→ Work to do
Render all of the records below as a two-column CSV with the header input,output. Write one row per record, with its text under input and its answer under output, each in a single quoted field, and replace line breaks with spaces.

**** Information supplied ****

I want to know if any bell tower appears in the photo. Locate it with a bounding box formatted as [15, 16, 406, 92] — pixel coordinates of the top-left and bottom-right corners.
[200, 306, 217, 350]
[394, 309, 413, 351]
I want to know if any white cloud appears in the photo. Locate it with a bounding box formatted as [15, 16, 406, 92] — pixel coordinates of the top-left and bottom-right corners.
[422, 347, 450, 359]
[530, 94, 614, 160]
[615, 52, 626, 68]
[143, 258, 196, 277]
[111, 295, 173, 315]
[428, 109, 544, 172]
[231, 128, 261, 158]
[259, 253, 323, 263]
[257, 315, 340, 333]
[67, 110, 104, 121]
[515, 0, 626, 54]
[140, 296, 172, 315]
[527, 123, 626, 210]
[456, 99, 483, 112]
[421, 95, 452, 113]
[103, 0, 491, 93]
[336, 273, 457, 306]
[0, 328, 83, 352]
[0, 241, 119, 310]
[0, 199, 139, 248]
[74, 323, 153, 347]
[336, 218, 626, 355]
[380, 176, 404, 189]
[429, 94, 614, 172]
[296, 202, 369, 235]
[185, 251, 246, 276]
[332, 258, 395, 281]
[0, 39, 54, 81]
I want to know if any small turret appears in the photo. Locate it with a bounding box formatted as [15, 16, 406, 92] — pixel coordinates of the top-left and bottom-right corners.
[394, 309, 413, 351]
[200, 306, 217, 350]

****

→ Expected answer
input,output
"I want to know if any bell tower appears in the photo. Locate it with a bounding box formatted as [15, 16, 406, 92] — pixel coordinates of the top-left and bottom-right corners.","[200, 306, 217, 350] [394, 309, 413, 351]"
"I want to know if any white cloud appears in the photo. Locate it with a bounding box formatted as [15, 16, 406, 92] — pixel coordinates of the top-left and bottom-right corners.","[422, 347, 450, 359] [530, 94, 614, 160] [615, 52, 626, 68] [143, 258, 196, 277] [111, 295, 173, 315] [428, 109, 544, 172] [231, 128, 261, 158] [259, 253, 323, 263] [257, 315, 340, 333] [67, 110, 104, 121] [515, 0, 626, 54] [140, 296, 172, 315] [527, 123, 626, 210] [456, 99, 483, 112] [421, 95, 452, 113] [103, 0, 491, 93] [336, 273, 457, 306] [0, 328, 83, 352] [0, 241, 119, 310] [0, 199, 139, 248] [74, 323, 153, 347] [336, 218, 626, 355] [380, 176, 404, 189] [429, 94, 614, 172] [296, 202, 369, 235] [185, 251, 246, 276] [332, 258, 395, 281] [0, 39, 54, 81]"
"I want to know if any small turret appears in the photo. Locate it with a bounding box formatted as [15, 16, 406, 92] — pixel coordinates of the top-left and bottom-right corners.","[394, 309, 413, 351] [200, 306, 217, 350]"